• _Записи набора данных_
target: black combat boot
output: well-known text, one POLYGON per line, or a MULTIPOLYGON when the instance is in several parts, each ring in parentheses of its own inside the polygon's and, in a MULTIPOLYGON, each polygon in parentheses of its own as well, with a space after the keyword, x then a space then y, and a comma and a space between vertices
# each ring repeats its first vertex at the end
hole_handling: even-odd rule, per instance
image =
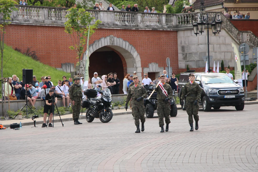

• _Цель задания_
Приведите каждую строку записей выше, где есть слово «each». Регистр букв учитывается.

• _Правильный ответ_
output: well-known text, one POLYGON per line, or a MULTIPOLYGON when the instance is in several parts, each ring in parentheses of its own inside the polygon's and, in a MULTIPOLYGON, each polygon in parentheses of its own as well, with a space after the keyword, x then a space then y, and a comma and a space between vertices
# each ring repeats its first vertex at the end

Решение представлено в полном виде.